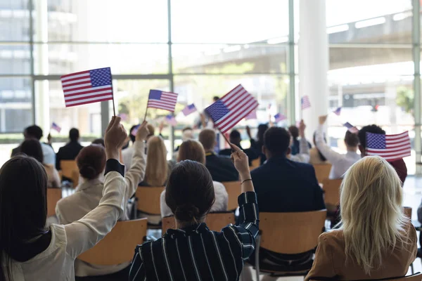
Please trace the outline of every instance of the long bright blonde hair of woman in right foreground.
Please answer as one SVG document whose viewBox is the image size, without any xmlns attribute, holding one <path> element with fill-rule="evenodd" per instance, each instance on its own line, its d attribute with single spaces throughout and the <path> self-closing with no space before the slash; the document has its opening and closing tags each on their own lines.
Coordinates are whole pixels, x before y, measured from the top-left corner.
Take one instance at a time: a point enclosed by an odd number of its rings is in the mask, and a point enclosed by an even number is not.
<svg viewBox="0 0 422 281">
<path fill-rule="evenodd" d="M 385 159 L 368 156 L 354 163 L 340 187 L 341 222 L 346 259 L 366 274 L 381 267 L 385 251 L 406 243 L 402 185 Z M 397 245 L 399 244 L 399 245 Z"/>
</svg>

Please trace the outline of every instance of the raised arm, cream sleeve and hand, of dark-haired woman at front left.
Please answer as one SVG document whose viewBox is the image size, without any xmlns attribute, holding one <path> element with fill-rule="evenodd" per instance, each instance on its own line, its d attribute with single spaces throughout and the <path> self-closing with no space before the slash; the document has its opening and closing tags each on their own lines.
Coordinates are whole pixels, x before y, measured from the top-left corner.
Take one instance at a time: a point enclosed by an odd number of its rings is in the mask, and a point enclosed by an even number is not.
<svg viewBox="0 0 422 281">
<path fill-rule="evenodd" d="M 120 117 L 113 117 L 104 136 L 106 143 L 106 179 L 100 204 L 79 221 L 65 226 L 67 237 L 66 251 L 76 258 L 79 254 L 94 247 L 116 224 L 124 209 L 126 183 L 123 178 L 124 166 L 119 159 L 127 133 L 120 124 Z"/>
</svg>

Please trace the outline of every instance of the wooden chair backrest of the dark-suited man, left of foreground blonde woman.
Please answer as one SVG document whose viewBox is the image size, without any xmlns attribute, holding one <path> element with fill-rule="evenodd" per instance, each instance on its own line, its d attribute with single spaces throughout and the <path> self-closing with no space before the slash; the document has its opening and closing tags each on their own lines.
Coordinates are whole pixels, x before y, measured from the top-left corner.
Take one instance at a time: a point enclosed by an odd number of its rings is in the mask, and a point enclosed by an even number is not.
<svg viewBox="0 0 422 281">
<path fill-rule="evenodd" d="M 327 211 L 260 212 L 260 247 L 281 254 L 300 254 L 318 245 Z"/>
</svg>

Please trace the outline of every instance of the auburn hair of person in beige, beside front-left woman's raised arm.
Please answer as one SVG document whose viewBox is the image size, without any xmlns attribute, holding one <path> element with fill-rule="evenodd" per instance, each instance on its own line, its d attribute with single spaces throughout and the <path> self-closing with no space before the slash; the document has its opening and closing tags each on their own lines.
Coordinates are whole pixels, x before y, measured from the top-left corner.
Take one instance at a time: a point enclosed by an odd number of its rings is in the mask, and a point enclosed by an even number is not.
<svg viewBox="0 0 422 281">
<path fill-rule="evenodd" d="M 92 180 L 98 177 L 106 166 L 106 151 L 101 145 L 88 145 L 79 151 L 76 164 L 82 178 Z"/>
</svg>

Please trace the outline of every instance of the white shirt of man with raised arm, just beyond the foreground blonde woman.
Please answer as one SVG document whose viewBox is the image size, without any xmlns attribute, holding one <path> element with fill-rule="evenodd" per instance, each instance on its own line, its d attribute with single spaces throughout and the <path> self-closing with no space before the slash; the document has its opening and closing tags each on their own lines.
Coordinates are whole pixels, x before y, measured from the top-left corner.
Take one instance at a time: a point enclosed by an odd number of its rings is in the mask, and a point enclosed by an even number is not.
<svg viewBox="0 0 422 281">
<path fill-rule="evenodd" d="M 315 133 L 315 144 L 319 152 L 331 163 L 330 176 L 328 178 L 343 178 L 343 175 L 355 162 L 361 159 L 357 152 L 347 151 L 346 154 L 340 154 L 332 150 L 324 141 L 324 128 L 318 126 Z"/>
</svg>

:::

▶ [Action item]
Lines that contain the string "front" should be copied from the material above.

▶ [Exercise response]
Please trace the outline of every instance of the raised arm, cream sleeve and hand, of dark-haired woman at front left.
Please trace the outline of every instance of the auburn hair of person in beige, beside front-left woman's raised arm.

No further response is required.